Textauszug →
Was immer vergessen wird: Komplexität, besonders wenn sie auf den ersten erschrockenen Blick wie Chaos aussieht, ist immer eine Form noch nicht durchschauter Ordnung. Und der Weg zu einer vermuteten Ordnung läuft dann „abwärts“: Erhöhung der Entropie durch Komplexitätsreduktion, weil die erst einmal – chaotisch – alles brutal vereinfacht. Dann kommt der kipp-Punkt: Die erratische, assosiologische Komplexitätsreduktion baut – paradox – also wirksam und rational – neue Komplexität auf. Damit erhöht sich (aus dem „Raum“ der Kontingenz heraus) die Zahl der neuen Anschlussmöglichkeiten gewaltig. DAS ist dann das neue MEDIUM, lose gekoppelt aus neuen Vielfältigkeiten, indem sich dann neue, fest gekoppelte FORMEN strenger und sinnhaltiger Einschränkungen „ausmendeln“ können.
Also: lasst sie nur unbekümmert alle chaotisch drauflos reden, spekulieren, tasten, versuchen, es lebe trial and error, und siehe da: wenn solch ein Chaoten-Ei lange genug ausgebrütet wurde, (unter liebevollen, toleranten, ironischen „dyonisischen“ Umständen, aber gleichwohl in appolinischer Gelassenheit und mit Klarheitsbedingungen), dann schlüpft das Neue von ganz alleine aus dem Ei.

Aufgaben →
- a) Was ist Komplexität laut dem Textauszug über Komplexität und Ordnung immer, auch wenn sie auf den ersten Blick wie Chaos aussieht?
- b) Wiederholen Sie aus dem Textauszug über Komplexität und Ordnung wörtlich den Abschnitt, der mit den Worten „Also: lasst sie“ beginnt und mit „aus dem Ei.“ schließt.
- c) Führen Sie den Textauszug über Komplexität und Ordnung im Anschluss an seinen letzten Satz weiter.

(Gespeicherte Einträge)
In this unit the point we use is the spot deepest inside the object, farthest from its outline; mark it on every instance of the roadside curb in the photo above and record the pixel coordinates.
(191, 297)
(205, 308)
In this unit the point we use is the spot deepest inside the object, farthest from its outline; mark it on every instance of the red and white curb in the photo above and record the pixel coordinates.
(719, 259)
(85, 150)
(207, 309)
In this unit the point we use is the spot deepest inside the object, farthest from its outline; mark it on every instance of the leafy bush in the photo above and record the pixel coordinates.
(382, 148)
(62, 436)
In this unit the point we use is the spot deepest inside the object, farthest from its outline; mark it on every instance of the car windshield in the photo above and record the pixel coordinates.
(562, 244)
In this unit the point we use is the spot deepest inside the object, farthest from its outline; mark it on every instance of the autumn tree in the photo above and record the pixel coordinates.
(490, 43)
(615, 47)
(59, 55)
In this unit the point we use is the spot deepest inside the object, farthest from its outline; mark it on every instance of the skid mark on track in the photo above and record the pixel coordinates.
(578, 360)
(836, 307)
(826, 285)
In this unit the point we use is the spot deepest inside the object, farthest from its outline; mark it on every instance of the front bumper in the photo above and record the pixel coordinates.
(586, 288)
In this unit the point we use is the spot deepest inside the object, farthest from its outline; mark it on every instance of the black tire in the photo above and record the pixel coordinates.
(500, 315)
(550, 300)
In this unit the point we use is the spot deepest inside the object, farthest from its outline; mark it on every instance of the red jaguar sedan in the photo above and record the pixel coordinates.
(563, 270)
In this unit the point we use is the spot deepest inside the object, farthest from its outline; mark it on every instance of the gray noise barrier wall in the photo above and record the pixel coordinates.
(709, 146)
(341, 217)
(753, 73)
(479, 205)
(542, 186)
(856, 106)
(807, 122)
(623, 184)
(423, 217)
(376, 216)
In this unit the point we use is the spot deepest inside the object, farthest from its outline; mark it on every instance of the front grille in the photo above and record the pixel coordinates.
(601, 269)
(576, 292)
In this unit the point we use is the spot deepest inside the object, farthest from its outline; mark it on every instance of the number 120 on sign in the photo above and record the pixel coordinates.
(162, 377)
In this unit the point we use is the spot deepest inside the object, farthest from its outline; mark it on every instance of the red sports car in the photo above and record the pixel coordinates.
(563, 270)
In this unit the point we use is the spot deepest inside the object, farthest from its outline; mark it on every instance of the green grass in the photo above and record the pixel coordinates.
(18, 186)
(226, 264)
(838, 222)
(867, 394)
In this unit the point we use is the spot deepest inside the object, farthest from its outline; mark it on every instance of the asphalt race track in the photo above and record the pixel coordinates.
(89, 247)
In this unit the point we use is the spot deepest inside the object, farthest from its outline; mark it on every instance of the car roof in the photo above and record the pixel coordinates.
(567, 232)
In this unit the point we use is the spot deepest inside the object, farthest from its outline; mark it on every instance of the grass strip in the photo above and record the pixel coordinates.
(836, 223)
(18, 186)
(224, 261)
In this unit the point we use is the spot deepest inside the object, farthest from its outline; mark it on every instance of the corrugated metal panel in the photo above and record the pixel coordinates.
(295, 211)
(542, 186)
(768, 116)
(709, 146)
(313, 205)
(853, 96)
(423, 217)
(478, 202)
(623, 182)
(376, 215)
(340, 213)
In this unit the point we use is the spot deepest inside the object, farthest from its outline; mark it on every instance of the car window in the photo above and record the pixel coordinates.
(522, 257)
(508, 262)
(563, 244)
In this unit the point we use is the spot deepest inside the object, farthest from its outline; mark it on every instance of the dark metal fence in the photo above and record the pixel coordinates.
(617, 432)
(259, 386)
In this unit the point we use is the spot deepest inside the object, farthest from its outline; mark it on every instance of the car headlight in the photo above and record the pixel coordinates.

Ihre Antworten →
- a) Eine Form noch nicht durchschauter Ordnung.

- b)
Also: lasst sie nur unbekümmert alle chaotisch drauflos reden, spekulieren, tasten, versuchen, es lebe trial and error, und siehe da: wenn solch ein Chaoten-Ei lange genug ausgebrütet wurde, (unter liebevollen, toleranten, ironischen „dyonisischen“ Umständen, aber gleichwohl in appolinischer Gelassenheit und mit Klarheitsbedingungen), dann schlüpft das Neue von ganz alleine aus dem Ei.

- c)
Rudi K. Sander alias dieterbohrer aka @rudolfanders aus Bad Schwalbach
@dieterbohrer
Der chilenische Philosoph Jorge Estrella hat einmal in einem Aufsatz vier sogenannte „Fehlformen des Philosophierens“ benannt: Verwirrkunst, Zitierwut, Belehrsamkeit und Ideologisierung.
J. Estrella: Die Philosophie und ihre Mißbildungen. In: Conceptus Nr. 61, 1990, S. 3 – 17.
Die erst genannte Form – die Verwirrung – dürfte überall auf der Welt und zu allen Zeiten, besonders auch im Internet anzutreffen sein. Dabei geht es darum, Texte zu produzieren, die nicht dazu geeignet sind, Klarheit und Verständigung zu erzielen, sondern Vernebelung und Unordnung. Die zweite Form ist etwas, das in akademisch geprägten Diskursen bekanntermaßen sehr weit verbreitet ist: die Zitierwut. Das geschieht nur um mitzureden, um sich einzureihen, um sich schick zu machen. Was die beiden letzten Formen angeht, dürfte alles dazu Erklärbare hinlänglich bekannt sein.
So wie ich nun @kusanowsky verstehe, wären diese „Fehlformen“ nicht etwa abzulehnen oder zu missbilligen, sondern wären, wenn sie verstärkt auftreten, von sozialer Relevanz und darum erklärungsmäßig von Bedeutung. So hätten die „Fehlformen“ praktisch den Nutzen, dass sie als Phänomene des Übertreibens die Einsicht geradezu wahrscheinlich machen, dass es so nicht mehr weiter geht; dass sie gleichsam Ordnung erzwingen.
Siehe zu den sog. vier Fehlformen des Philosophierens auch:
Franz Martin Wimmer: Ansätze einer interkulturellen Philosophie. In: Philosophische Grundlagen der Interkulturalität. Herausgegeben von Ram Adhar Mall, Dieter Lohmar. Amsterdam 1993, S. 29 – 40.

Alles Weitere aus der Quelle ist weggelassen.